>>>>>

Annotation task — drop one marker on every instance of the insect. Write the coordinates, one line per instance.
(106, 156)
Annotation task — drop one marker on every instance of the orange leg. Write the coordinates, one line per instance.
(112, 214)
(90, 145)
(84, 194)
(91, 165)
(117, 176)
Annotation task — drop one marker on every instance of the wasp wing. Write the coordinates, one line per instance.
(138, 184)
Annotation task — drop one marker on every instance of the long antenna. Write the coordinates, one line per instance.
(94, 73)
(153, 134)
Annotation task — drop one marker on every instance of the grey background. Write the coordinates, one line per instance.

<<<<<
>>>>>

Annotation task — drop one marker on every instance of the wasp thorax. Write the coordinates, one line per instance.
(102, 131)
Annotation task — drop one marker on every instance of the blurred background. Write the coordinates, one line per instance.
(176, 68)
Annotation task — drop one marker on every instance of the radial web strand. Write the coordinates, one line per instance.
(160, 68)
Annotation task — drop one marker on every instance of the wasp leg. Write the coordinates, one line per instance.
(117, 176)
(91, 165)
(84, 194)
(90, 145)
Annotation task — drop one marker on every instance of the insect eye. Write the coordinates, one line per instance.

<<<<<
>>>>>

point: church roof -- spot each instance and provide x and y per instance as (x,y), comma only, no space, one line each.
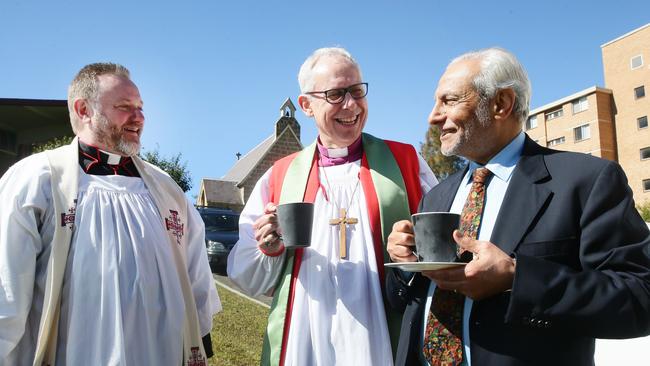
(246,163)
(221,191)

<<<<<

From the listing above, output exactly the run of lines that starts with the line containing "antenna. Write the coordinates, one line per instance." and ends with the line containing "of the grey".

Annotation task — drop one marker on every instance of the long antenna. Write the coordinates, one line per instance.
(94, 73)
(153, 134)
Annotation task — drop one marker on every instance of the grey background. Write the coordinates, one line per instance.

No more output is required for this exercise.